▶ _PROBLEM STATEMENT_
The whole listing below should be duplicated exactly, with nothing left out.

----------

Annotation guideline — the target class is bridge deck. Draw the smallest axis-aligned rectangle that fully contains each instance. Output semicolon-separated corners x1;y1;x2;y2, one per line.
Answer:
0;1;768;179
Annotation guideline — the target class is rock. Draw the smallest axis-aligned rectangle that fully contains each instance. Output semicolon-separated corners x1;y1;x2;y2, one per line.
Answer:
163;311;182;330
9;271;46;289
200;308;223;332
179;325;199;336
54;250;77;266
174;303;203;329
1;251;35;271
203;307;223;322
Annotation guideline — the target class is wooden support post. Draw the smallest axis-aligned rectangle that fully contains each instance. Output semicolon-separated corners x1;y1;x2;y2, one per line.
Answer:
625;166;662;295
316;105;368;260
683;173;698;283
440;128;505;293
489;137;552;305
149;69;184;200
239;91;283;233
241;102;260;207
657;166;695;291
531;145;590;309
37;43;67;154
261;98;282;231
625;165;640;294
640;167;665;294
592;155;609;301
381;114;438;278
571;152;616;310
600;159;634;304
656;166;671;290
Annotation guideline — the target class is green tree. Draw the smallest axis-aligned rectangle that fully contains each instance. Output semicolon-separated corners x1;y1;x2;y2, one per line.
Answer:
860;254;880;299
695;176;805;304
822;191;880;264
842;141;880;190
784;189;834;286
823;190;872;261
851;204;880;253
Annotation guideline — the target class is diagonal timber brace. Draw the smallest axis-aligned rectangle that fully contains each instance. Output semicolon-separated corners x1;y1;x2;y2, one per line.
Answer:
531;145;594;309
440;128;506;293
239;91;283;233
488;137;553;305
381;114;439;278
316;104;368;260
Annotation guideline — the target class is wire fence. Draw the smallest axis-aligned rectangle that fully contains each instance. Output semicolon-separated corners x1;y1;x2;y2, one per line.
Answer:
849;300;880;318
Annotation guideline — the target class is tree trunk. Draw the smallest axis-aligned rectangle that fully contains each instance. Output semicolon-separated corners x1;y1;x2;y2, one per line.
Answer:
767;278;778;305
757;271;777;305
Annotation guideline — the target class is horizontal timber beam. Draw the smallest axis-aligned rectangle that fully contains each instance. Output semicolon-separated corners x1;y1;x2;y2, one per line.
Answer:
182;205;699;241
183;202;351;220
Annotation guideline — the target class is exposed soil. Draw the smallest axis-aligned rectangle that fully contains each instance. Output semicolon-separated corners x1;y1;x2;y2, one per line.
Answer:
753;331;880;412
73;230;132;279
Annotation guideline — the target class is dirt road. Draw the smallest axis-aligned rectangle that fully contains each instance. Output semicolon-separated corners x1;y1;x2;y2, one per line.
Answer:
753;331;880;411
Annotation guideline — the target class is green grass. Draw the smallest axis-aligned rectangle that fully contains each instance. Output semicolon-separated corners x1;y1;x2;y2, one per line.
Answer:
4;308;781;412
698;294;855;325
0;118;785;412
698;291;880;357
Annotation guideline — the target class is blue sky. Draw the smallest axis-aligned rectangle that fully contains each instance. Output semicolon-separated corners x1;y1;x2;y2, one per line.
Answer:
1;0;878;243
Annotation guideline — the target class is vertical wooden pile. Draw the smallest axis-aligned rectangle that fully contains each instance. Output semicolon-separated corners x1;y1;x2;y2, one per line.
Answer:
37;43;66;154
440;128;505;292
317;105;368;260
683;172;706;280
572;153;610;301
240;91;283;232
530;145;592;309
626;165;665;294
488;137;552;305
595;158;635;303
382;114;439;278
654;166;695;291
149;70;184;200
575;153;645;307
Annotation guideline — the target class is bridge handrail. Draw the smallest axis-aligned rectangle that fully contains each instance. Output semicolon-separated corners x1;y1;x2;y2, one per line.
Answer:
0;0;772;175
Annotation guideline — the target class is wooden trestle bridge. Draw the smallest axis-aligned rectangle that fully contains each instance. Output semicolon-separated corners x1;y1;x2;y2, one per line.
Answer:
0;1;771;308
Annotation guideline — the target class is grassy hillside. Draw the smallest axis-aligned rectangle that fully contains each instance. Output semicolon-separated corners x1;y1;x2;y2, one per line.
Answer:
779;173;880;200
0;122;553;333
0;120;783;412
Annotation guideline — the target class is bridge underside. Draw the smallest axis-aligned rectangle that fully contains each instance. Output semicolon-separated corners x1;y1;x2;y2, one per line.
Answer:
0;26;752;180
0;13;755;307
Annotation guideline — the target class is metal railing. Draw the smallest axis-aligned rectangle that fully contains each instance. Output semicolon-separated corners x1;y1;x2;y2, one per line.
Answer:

----------

▶ _OUTPUT BELOW_
Annotation guideline — the target class is bridge deck. Draw the smallest axis-aligned rectangle that fully contains each instance. Output semicolon-separated corners x1;y1;x2;y2, one per line.
Answer:
0;1;768;179
Annotation guideline — the target class is rock. Draw the smallest axis-aligned rectangle that fully contains each instance. Output semicolon-separated corners x1;y1;x2;y2, one per line.
Answer:
163;311;182;330
9;271;46;289
200;308;223;332
179;325;199;336
54;250;77;266
174;303;203;329
1;251;35;271
203;307;223;322
Annotation guideline — the target class is wooden support post. Draw the smallest axis-aligned rectangle that fully contains each instance. Output semicolon-separated corners x1;y1;x2;y2, one per line.
Answer:
625;166;662;295
316;105;368;260
683;173;698;283
440;128;505;293
489;137;552;305
149;69;184;200
239;91;283;233
241;102;260;207
657;166;695;291
531;145;590;309
37;43;67;154
261;98;282;231
625;165;640;294
640;167;665;294
592;155;609;301
381;114;438;278
571;152;616;310
600;159;634;304
656;166;671;290
Annotation guideline — the target class is green tree. Draw the smallest axis-aligned rectangle that fully contains each instance. Output semicolon-separated corners x1;y1;x2;y2, one per line.
Answer:
860;254;880;299
695;176;805;304
822;191;880;264
842;141;880;190
784;189;834;286
823;190;872;261
851;204;880;253
Annotation guideline — the target class is diagonal timber brace. Draw the smallest axis-aligned rectangle that fully contains each instance. Output semicolon-separated corners x1;y1;x2;y2, one per line.
Answer:
531;145;594;309
440;128;506;293
239;91;283;233
488;137;553;305
381;114;439;278
316;104;368;260
Annotation guideline — the target class is wire fence. Draw the smallest axis-aligned rectangle that fully contains each instance. Output semicolon-separated corners x1;y1;x2;y2, one per line.
Answer:
849;300;880;318
Annotation guideline — the target class is tree trunk. Draw the smallest axis-aligned rectangle that fully contains each instance. Output semicolon-separated corners x1;y1;x2;y2, one per line.
Answer:
767;278;778;305
757;271;777;305
Annotation guideline — the target class is horizontal timber beam. Draw the smallest axis-aligned rectangle that fully contains each instance. Output semicolon-separated corners x1;y1;x2;y2, one per line.
Answer:
182;205;699;241
183;202;351;220
Annotation guideline — the target class is exposed soil. Draw the smallest axis-aligned rectangle that fully contains each instance. Output semicolon-separated corners x1;y1;x2;y2, one per line.
Answer:
753;331;880;412
73;230;132;279
Annotation guideline — the target class is dirt road. Draw the smallest axis-aligned rectangle that fully contains each instance. Output semicolon-separated corners x1;y1;x2;y2, one per line.
Answer:
753;331;880;411
Annotation guideline — the target class is green grass. Draw the smallest axis-aligned rectangle that fully contains each instance. Output semicolon-separated corners x1;y1;x2;y2, one per line.
Answer:
4;308;781;412
698;294;855;325
0;118;785;412
698;291;880;357
Annotation guideline — the target class is blue sky. Draw the smallest axis-aligned rectangle that fully contains each instance. Output semicolon-separated corners x1;y1;x2;y2, one per line.
Answer:
1;0;878;243
Annotation guideline — the target class is vertical wooden pile. Draw the smallest axis-aligned rectangle that fully contains each instance. Output semicolon-separated corners x1;y1;x2;y2, one per line.
Answer:
37;43;66;154
440;128;505;292
317;105;368;260
683;172;706;280
572;153;610;301
240;91;283;232
530;145;592;309
626;165;665;294
488;137;552;305
595;158;635;303
382;114;439;278
654;166;695;291
149;70;184;200
575;153;645;307
Annotation guideline — the target class is bridge handrail. Draw the smallest axis-aligned rectangle that fully contains each instance. Output semicolon-separated corners x1;y1;x2;y2, one per line.
Answer:
0;0;772;175
Annotation guideline — the target class is wooden trestle bridge. Draw the smallest axis-aligned rectangle that fully contains each instance. Output semicolon-separated corners x1;y1;x2;y2, one per line.
Answer:
0;1;771;308
Annotation guideline — the target class is grassy hillside. Draw the smallest axis-aligned rectangle that fully contains each instance. Output semicolon-separated corners x1;y1;x2;y2, one per line.
Answer:
779;173;880;200
0;122;553;333
0;120;783;412
Annotation guideline — the target class is bridge underside. Draw the smallest axis-aligned rectangle that fully contains each instance. Output semicolon-separated corners x1;y1;x2;y2, one per line.
Answer:
0;26;752;180
0;13;755;307
Annotation guideline — the target class is metal railing. Draw the smallest axis-aligned rectangle that fully contains each instance. Output semicolon-separated corners x1;y1;x2;y2, one per line.
Answer:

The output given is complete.